(WHAT IS REQUIRED) Reproduce the entries below word for word, from the line containing "Q: Point to the forested" up to and including the last line of the entries, and leave out the pictures.

▼

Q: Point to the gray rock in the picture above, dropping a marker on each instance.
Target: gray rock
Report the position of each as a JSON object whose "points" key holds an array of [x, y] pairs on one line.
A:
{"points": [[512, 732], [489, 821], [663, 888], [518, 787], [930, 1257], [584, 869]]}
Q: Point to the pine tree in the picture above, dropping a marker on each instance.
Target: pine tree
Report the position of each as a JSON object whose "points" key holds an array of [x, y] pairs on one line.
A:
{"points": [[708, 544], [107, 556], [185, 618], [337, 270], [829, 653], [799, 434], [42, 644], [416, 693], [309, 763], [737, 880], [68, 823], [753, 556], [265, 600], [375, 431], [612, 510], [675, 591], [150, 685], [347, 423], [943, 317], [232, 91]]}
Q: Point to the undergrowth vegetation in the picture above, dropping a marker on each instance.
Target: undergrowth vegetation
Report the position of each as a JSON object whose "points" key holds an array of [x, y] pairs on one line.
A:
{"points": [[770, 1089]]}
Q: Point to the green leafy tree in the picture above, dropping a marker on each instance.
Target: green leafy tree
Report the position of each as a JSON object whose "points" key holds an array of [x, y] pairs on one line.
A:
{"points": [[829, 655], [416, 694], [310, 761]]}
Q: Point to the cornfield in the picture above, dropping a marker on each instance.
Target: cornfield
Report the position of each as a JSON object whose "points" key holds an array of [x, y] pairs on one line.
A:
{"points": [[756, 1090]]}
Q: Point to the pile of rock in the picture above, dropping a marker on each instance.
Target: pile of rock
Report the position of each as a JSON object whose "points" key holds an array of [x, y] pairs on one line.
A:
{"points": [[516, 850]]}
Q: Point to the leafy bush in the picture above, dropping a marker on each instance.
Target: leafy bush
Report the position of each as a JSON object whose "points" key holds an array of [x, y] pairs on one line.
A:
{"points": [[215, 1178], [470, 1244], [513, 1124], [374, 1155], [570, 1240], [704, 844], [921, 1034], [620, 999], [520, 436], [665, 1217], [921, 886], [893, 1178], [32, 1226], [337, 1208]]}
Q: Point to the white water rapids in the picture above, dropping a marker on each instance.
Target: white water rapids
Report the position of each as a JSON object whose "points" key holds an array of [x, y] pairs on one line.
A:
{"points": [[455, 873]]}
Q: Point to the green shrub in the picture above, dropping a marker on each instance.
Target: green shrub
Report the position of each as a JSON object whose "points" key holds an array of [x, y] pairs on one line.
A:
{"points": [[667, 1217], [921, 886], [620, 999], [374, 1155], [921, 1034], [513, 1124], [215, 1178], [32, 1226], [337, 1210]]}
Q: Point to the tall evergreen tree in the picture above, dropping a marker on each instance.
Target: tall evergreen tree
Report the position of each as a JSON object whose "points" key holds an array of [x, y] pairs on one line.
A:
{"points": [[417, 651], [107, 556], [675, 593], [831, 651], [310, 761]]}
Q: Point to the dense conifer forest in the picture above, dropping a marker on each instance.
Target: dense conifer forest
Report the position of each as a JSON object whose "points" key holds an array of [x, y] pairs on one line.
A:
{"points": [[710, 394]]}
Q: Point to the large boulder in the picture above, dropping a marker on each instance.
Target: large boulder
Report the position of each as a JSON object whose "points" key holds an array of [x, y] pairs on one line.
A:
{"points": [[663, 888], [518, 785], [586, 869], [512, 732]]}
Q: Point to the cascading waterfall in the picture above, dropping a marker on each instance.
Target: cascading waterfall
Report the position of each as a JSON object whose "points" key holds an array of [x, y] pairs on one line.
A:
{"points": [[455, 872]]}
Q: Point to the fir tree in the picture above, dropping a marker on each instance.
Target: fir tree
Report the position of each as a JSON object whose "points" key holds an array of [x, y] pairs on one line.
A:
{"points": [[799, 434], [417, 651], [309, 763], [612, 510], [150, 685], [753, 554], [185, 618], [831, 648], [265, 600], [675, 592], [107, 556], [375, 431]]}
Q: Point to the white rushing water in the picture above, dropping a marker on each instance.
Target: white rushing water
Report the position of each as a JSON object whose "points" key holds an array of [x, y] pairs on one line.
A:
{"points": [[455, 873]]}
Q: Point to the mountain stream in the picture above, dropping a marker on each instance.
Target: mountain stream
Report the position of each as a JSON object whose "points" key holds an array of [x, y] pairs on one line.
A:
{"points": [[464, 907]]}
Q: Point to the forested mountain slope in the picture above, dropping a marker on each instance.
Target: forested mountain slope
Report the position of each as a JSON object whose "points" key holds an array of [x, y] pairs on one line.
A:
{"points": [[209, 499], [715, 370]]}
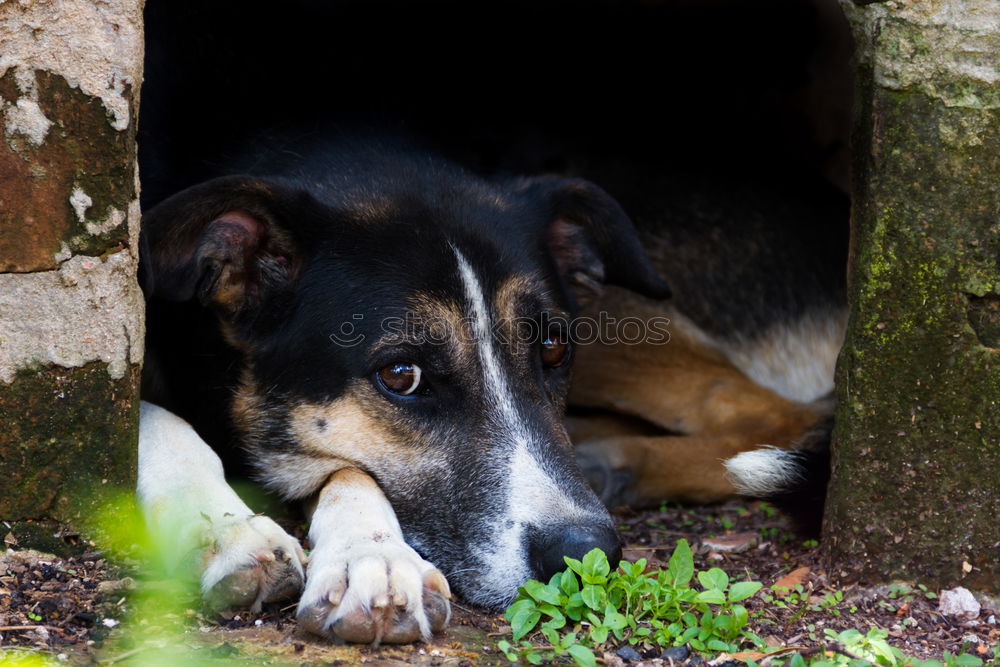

▲

(TASK SOLUTION)
Q: Point to the forested mountain slope in the picture above, dropping a marker on each instance.
Target: forested mountain slope
Report the position of each as a JSON object whose "points" key holds an array of [x, y] pairs on one line.
A:
{"points": [[209, 499], [715, 370]]}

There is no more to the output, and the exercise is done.